Excerpts from point annotation data

========

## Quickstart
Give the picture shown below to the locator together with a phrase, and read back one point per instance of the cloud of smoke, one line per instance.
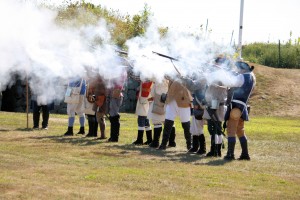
(195, 54)
(32, 44)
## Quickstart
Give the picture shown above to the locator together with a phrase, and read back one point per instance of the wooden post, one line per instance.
(241, 30)
(27, 99)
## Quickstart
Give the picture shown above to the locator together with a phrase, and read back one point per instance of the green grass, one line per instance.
(45, 165)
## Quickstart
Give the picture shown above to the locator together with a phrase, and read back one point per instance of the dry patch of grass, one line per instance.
(277, 92)
(45, 165)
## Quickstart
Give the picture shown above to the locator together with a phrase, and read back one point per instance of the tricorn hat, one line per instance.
(244, 66)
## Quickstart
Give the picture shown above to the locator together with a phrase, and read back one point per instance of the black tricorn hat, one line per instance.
(244, 66)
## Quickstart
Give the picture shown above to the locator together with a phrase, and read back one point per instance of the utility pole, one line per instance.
(241, 30)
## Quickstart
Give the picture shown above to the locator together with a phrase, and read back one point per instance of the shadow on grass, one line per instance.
(4, 130)
(73, 140)
(24, 129)
(171, 154)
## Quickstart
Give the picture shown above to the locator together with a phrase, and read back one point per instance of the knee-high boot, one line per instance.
(156, 136)
(45, 116)
(102, 129)
(230, 150)
(212, 147)
(114, 128)
(187, 134)
(91, 123)
(36, 119)
(202, 144)
(139, 139)
(244, 145)
(172, 137)
(166, 134)
(195, 145)
(149, 137)
(69, 131)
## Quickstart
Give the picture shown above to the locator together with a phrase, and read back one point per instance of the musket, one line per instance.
(169, 57)
(121, 52)
(163, 55)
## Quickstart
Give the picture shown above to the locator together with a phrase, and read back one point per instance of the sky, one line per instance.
(33, 45)
(263, 20)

========

**Required task:** Your copy should repeat each entry above exactly but contain no pictures.

**Exercise output:**
## Quickstart
Give the picture shown below to the locator together with a phrase, and read back one point per instance of the cloud of smoke, one line per instance.
(195, 54)
(32, 44)
## Quickstart
Give the picture shown above to the locator together with a phrase, and read back one point per instance of the wooden post, one line per instance.
(241, 30)
(27, 99)
## Quickstart
Give the picture shown above to the locator together with a phrase, and read back one point per instance of the green grass, one line per instance.
(45, 165)
## Quickstart
Give the picture shown above to the locator together with a phrase, and read back one point per instance of the dry patch of grass, one line per instance.
(277, 92)
(45, 165)
## Quickstart
Give the picture shown above to the locator together with a phrase, and read back one point per instance of the tricorn hat, one line per instance.
(244, 66)
## Quickstart
Give the picture shown above to the locator together with a phrase, and read back one point per instance of the black tricorn hat, one line per instance.
(244, 66)
## Quickstart
Give the picture shown above to the locator together with a phrase, and read back one point per instance of the utility pole, one line per instance.
(241, 30)
## Quickstart
Give the picture shown above to the locator together with a phrase, and read back one point per instance of the shadow on grass, one line per instance.
(4, 130)
(73, 140)
(24, 129)
(171, 154)
## Quickstart
Give the picture shown above to the locator together with a phrase, and read back one point per instance of the knee-high boot, one line per instance.
(156, 136)
(45, 116)
(102, 129)
(230, 150)
(212, 147)
(114, 128)
(187, 134)
(91, 123)
(36, 119)
(202, 144)
(139, 139)
(244, 145)
(172, 137)
(166, 134)
(195, 145)
(149, 137)
(69, 131)
## Quickstart
Give the picture shown above to the locator together with a phrase, and read back one point per instance of the musket, one line per instance.
(169, 57)
(121, 52)
(163, 55)
## Quickstart
Give the picture shown above to the locator together with a phrase, and read back one point per instance of the sky, one line per instance.
(33, 45)
(263, 20)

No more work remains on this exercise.